-- Stated task 1 --
In the post on '90s nostalgia, rewrite the passage starting with "I once covered" and going on through "story to tell.", changing "turkey" to "flop".

*** Excerpted text

Welcome back to the wasteland!
This week's post didn't take a lot of time in the oven because I wanted to get it out as quickly as possible. The reason for that is because it's not only a timely topic, but one I have a lot to say on. Today's subject also contains several elements I've wanted to go over for some time now, and this is the perfect opportunity to discuss it all. I also recorded an hour long episode of the podcast on my Patreon on the subject, so you can also hear more about it here. Suffice to say, I had a lot to say about this topic.
I grew up in the 1990s. I think that's very clear for anyone who has read anything from me. I am a member Generation Y (born in the '80s and grew up mainly in the '90s), also called the baffling moniker Older Millennial sometimes. My childhood memories are all encased in this decade, and impossible to remove from it. One of my own books, Y Signal, was set in 1995-1996 and I did my best to make it as accurate as possible for the story being told. Suffice to say, the decade means a lot to me, even if I am well aware of its flaws and criticize it all the time.
All this is to say that I loathe what the decade has been turned into in the modern age. Whether by my own cohort or not, it has been transformed into a theme park for bitter burnouts who also hate the era they are trying to profit off of.
I once covered the failed Netflix series Everything Sucks, which took place in 1996 and got absolutely everything wrong about it, from the fashions to the attitudes to just plain misunderstanding what normal people thought and believed back then. This turkey turned the decade into an amusement park ride of media kitsch and sarcastic eyerolls in order to sell a stock "finding yourself" story that has been told a million times before. In other words, the '90s shell was a cynical gimmick to sell garbage to both nostalgic adults and curious kids. The moral, as always, is that the past is terrible and you've always been miserable and will always be miserable in every era to come. That isn't true, of course, but it's the only reason these uncreatives use any 20th century time period to tell a story. They have no other story to tell.
Unfortunately, that failed series is not alone, as the video above highlights. In the years since, cynical nostalgia revisionism has only gotten worse. With the rise in physical media, vinyls making a comeback, and older TV and movies being enjoyed by younger generations than ever before, it is clear there is an interest in What It Was Like. Unfortunately this means propagandists and opportunists are using this thirst as a way to poison the well.

******

-- Stated task 2 --
Copy the entries exactly, from their first line through the line that contains "Trace the outline of every instance of the <item>gravel".

*** Data for the task

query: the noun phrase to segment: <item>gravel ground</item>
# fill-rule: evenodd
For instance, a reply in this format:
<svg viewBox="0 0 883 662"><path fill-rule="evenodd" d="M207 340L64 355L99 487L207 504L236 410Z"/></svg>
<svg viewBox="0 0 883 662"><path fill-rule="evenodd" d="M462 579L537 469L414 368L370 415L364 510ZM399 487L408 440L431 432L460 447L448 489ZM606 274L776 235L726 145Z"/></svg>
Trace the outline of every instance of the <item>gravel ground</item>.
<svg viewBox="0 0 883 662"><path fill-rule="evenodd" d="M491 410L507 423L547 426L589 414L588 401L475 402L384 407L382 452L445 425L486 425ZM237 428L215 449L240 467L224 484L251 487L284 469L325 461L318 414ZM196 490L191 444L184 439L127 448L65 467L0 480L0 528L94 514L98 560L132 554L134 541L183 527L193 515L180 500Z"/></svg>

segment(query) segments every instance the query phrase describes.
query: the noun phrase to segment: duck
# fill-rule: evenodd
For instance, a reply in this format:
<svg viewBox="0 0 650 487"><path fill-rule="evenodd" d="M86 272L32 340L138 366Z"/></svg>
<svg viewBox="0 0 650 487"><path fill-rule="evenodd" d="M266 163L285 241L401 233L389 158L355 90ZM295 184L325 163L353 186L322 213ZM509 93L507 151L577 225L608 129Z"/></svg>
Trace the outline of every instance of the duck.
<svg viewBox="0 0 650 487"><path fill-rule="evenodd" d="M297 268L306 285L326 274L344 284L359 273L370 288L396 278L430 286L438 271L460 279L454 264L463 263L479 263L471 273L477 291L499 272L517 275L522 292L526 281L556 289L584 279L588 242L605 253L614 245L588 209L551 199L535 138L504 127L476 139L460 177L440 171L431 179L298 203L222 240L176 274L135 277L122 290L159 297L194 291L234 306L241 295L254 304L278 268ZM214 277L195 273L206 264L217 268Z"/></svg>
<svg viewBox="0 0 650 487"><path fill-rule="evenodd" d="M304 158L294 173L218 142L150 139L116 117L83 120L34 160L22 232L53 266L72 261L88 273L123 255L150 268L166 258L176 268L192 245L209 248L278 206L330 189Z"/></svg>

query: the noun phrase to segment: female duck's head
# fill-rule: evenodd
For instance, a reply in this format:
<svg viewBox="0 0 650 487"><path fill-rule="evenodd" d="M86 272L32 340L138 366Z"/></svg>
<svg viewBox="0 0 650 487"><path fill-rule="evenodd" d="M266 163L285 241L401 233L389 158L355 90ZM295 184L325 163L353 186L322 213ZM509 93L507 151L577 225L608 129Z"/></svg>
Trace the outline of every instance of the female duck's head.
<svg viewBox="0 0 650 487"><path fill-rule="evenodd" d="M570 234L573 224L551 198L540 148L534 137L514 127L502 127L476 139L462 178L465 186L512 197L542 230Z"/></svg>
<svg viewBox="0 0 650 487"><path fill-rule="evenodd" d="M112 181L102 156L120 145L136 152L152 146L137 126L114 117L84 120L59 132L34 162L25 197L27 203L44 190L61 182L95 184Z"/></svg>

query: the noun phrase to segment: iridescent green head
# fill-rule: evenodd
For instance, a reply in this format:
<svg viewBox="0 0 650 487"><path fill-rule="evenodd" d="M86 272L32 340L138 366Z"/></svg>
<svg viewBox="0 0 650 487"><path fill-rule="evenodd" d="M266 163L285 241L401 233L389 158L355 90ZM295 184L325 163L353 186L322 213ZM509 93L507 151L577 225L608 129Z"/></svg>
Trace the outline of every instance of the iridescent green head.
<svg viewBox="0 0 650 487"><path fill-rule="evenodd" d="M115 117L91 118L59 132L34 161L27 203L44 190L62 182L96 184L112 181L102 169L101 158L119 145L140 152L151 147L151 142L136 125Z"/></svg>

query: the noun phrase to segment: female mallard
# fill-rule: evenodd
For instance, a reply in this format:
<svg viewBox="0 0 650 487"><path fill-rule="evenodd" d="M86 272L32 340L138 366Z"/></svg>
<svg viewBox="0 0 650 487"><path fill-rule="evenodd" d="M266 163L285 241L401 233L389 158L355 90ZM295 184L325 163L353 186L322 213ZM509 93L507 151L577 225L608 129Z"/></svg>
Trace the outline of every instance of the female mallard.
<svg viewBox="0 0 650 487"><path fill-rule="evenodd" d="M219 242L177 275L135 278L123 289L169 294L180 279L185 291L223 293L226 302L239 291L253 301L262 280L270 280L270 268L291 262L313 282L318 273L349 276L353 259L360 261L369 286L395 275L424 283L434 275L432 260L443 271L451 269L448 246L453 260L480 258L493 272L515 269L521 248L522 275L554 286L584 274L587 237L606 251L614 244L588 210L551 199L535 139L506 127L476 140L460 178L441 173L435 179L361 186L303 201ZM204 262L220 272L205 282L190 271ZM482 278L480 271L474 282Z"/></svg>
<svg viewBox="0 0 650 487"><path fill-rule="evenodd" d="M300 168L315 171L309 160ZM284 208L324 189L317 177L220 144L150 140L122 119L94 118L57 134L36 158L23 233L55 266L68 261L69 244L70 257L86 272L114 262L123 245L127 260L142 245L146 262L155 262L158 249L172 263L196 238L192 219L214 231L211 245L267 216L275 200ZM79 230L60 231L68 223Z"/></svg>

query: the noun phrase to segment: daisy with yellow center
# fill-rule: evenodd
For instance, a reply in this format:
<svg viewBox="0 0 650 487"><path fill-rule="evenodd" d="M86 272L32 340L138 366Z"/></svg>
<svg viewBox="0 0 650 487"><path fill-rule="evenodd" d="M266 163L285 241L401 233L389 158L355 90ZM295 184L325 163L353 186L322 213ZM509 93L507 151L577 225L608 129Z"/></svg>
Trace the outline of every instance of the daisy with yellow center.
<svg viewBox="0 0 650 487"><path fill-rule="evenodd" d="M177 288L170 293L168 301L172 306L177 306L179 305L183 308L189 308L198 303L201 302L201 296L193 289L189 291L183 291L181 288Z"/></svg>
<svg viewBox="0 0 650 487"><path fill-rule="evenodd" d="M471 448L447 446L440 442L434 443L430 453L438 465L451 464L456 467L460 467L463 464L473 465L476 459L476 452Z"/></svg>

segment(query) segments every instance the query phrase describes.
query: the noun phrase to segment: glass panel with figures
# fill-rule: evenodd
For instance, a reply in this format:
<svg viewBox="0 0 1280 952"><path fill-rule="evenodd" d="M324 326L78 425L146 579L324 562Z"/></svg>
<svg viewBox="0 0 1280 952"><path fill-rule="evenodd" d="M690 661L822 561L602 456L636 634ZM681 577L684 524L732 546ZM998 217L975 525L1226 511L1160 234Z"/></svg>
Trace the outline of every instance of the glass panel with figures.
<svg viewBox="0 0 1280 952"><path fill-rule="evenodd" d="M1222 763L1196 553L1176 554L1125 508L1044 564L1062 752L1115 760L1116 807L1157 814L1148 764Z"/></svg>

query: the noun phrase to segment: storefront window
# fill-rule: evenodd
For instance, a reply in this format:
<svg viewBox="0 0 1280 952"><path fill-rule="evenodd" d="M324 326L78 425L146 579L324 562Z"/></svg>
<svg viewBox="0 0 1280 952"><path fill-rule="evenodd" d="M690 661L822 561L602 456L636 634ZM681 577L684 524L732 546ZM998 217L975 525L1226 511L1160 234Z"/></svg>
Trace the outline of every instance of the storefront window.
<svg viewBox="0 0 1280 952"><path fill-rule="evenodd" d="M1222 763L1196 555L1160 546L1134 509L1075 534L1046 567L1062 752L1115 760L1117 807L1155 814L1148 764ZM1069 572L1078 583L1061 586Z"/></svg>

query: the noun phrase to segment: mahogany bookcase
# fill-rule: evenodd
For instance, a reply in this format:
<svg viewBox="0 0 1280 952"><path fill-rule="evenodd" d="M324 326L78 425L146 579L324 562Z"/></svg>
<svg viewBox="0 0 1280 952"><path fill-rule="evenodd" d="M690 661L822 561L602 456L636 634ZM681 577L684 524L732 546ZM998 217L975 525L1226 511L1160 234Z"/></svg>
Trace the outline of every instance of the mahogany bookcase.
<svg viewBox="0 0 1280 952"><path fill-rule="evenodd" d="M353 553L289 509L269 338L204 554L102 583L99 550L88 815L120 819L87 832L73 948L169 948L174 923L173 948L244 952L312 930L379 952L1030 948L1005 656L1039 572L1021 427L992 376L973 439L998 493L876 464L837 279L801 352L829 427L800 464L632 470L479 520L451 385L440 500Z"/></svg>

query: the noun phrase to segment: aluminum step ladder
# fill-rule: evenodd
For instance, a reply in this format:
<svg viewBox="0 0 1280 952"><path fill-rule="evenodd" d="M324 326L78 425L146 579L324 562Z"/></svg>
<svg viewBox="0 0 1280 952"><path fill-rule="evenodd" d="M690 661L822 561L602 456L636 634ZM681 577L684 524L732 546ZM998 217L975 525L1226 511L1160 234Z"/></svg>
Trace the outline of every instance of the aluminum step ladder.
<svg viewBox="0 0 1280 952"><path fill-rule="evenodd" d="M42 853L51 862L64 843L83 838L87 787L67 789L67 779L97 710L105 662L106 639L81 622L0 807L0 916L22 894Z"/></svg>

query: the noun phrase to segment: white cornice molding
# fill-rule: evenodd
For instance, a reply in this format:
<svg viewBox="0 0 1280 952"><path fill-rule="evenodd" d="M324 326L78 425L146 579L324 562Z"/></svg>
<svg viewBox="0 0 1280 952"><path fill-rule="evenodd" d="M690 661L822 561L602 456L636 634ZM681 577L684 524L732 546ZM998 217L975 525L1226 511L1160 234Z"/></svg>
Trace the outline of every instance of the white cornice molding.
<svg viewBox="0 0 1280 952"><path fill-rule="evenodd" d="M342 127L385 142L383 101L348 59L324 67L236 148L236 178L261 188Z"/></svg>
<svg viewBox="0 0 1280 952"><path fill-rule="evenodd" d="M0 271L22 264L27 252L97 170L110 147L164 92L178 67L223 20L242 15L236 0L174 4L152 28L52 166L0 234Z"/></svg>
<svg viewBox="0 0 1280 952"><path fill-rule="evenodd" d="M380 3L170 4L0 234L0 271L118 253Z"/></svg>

******

-- Task answer 1 --
I once covered the failed Netflix series Everything Sucks, which took place in 1996 and got absolutely everything wrong about it, from the fashions to the attitudes to just plain misunderstanding what normal people thought and believed back then. This flop turned the decade into an amusement park ride of media kitsch and sarcastic eyerolls in order to sell a stock "finding yourself" story that has been told a million times before. In other words, the '90s shell was a cynical gimmick to sell garbage to both nostalgic adults and curious kids. The moral, as always, is that the past is terrible and you've always been miserable and will always be miserable in every era to come. That isn't true, of course, but it's the only reason these uncreatives use any 20th century time period to tell a story. They have no other story to tell.

-- Task answer 2 --
query: the noun phrase to segment: <item>gravel ground</item>
# fill-rule: evenodd
For instance, a reply in this format:
<svg viewBox="0 0 883 662"><path fill-rule="evenodd" d="M207 340L64 355L99 487L207 504L236 410Z"/></svg>
<svg viewBox="0 0 883 662"><path fill-rule="evenodd" d="M462 579L537 469L414 368L370 415L364 510ZM399 487L408 440L431 432L460 447L448 489ZM606 274L776 235L726 145Z"/></svg>
Trace the outline of every instance of the <item>gravel ground</item>.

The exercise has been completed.